╭──
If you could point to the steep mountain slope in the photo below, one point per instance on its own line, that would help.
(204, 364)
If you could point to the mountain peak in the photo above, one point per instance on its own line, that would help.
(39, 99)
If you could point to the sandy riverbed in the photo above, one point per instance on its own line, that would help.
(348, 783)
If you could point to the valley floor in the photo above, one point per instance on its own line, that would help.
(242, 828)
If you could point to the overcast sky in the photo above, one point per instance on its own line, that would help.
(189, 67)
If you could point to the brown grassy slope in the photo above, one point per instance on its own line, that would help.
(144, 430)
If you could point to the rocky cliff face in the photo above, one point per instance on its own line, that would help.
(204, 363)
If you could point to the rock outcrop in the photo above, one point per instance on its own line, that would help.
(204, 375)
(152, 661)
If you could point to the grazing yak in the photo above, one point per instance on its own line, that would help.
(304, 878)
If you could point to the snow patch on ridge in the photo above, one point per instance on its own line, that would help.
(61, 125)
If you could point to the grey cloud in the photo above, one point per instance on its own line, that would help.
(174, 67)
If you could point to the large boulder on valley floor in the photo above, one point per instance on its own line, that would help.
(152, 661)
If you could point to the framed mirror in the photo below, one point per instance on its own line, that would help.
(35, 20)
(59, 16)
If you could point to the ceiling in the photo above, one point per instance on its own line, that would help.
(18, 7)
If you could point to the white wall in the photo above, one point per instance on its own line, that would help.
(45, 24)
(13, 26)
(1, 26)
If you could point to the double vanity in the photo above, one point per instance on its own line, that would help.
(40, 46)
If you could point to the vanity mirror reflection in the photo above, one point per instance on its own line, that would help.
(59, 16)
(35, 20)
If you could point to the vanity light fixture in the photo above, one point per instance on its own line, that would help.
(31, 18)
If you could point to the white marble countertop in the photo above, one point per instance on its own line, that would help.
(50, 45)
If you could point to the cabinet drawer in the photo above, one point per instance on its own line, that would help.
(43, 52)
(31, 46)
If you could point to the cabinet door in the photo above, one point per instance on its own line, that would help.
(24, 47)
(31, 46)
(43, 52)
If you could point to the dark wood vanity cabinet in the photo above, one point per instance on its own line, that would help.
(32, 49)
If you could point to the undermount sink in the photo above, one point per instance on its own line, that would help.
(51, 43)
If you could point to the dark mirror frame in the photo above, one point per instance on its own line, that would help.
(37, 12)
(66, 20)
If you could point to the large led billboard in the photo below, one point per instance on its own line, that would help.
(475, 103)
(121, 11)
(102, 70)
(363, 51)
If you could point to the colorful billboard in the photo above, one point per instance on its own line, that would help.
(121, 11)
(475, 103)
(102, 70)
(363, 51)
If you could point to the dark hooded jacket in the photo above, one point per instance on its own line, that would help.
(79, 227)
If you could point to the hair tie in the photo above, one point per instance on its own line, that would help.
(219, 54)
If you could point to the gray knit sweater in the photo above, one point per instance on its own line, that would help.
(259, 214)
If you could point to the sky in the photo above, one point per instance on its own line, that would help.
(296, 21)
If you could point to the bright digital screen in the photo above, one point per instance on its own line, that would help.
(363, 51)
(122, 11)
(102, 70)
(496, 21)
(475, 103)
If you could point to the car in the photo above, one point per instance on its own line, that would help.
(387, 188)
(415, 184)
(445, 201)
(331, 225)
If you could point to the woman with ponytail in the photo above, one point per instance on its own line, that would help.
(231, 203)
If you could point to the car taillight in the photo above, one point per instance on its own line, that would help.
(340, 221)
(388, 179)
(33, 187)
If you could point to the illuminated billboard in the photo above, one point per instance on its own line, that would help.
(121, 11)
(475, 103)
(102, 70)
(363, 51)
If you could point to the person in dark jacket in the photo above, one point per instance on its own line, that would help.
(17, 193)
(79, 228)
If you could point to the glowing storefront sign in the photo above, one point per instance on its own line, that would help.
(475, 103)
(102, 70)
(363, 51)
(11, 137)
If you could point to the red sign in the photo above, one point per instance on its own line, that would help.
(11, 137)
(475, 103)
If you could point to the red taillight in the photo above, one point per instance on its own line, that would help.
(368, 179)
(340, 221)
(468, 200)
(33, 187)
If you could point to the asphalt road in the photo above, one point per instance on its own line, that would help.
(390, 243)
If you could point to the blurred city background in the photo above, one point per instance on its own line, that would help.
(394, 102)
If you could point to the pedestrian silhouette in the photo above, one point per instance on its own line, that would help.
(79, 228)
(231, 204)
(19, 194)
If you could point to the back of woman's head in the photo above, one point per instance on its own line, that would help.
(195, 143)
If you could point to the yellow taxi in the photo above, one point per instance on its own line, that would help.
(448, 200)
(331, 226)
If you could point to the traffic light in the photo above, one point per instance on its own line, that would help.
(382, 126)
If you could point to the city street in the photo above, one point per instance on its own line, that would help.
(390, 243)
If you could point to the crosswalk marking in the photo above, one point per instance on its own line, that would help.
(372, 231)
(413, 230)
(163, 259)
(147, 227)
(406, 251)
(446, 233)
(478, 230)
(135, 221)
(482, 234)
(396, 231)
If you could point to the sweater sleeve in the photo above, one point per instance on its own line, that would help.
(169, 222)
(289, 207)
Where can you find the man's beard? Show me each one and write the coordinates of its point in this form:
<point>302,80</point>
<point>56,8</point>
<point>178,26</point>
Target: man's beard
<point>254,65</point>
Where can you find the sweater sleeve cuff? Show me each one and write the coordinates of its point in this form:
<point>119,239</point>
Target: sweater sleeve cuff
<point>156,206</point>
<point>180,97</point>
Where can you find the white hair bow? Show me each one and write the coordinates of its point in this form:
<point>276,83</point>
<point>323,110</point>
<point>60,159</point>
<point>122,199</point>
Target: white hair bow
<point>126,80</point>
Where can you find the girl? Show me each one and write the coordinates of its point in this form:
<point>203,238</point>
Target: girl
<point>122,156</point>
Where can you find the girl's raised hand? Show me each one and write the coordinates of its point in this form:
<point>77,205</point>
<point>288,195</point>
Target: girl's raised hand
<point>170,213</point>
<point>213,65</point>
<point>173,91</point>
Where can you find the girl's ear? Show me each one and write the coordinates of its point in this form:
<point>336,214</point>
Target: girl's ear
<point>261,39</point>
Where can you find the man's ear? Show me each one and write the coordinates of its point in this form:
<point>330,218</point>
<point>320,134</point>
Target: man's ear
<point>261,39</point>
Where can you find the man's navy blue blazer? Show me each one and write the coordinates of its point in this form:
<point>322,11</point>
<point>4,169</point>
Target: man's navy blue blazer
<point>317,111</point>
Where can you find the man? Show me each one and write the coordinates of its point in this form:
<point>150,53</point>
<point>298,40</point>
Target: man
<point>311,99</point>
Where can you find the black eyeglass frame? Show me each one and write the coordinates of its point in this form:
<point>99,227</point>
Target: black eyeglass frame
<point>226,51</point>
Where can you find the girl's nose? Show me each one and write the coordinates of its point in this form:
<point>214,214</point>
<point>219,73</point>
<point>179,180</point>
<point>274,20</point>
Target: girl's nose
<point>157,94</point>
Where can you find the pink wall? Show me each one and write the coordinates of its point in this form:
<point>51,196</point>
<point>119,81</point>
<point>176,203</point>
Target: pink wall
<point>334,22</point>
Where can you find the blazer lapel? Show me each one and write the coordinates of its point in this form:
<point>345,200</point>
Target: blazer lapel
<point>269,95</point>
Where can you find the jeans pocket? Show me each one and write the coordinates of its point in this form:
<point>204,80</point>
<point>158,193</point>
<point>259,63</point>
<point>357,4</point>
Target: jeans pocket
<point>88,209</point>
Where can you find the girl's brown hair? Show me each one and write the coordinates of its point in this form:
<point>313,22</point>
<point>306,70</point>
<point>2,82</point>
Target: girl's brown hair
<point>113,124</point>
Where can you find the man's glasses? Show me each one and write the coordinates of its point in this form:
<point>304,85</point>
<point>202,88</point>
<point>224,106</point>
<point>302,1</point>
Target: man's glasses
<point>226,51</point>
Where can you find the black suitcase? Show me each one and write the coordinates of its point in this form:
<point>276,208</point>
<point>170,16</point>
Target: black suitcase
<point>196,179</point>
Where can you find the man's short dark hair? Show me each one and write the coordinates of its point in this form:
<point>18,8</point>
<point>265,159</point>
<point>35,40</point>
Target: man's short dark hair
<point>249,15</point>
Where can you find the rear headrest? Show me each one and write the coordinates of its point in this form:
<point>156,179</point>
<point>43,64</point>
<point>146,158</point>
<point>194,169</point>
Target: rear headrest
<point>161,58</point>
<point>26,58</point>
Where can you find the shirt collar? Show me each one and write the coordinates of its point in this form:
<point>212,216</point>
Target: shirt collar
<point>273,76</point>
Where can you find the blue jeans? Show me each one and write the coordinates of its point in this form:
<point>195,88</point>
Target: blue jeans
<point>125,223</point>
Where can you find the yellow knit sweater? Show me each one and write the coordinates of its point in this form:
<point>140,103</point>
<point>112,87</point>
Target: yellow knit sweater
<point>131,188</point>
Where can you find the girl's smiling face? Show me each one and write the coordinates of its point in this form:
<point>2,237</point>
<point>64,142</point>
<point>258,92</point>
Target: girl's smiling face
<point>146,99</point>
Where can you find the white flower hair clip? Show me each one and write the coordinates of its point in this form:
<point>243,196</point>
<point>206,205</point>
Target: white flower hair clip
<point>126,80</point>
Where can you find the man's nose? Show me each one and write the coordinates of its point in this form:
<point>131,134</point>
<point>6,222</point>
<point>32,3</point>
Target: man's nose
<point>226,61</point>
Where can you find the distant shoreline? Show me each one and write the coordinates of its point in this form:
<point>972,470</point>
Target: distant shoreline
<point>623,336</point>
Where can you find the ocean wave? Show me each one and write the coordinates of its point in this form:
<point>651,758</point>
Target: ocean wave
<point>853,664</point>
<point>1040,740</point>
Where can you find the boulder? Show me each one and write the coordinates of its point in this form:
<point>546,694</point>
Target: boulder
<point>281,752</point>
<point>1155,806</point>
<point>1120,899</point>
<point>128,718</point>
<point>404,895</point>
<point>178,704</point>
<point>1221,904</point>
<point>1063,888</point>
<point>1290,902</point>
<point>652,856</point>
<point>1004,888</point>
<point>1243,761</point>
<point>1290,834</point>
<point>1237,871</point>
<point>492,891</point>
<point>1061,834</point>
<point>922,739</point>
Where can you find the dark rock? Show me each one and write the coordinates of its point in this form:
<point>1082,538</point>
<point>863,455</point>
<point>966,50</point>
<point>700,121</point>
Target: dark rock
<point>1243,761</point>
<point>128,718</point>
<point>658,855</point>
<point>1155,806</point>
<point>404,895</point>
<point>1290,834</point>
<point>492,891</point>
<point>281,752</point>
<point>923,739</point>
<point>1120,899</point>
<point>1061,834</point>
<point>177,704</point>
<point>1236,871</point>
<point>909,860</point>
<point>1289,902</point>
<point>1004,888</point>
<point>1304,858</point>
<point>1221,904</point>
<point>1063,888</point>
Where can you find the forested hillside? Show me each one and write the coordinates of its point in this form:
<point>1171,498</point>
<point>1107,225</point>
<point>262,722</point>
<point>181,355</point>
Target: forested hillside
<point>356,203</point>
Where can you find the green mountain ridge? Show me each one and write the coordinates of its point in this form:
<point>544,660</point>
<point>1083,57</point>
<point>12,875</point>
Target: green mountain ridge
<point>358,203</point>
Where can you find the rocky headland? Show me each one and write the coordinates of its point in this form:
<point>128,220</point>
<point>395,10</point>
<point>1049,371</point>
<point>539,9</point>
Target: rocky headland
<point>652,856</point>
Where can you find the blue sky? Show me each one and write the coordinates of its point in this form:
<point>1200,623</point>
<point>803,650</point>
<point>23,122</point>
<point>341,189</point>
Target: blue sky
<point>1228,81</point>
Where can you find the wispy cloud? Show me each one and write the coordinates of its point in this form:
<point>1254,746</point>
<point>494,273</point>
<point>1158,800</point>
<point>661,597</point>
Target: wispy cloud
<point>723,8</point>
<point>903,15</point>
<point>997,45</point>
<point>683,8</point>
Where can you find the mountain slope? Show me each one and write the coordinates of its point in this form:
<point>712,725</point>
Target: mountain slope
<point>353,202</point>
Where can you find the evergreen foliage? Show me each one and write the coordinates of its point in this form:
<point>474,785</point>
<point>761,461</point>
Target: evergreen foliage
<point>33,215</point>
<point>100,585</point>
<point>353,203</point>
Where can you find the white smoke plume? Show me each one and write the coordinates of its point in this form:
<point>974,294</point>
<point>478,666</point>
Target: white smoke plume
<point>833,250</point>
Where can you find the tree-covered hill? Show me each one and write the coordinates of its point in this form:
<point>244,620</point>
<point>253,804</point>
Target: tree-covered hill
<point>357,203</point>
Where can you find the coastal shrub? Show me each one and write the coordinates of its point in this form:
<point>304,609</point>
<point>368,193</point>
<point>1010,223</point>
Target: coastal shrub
╰──
WORK TO BE COMPLETED: When a line of the material holds the string "coastal", copy that line.

ANSWER FOR THIS EXERCISE:
Where can you find the coastal shrub? Show me each one and write the coordinates of its point in this form:
Target: coastal shrub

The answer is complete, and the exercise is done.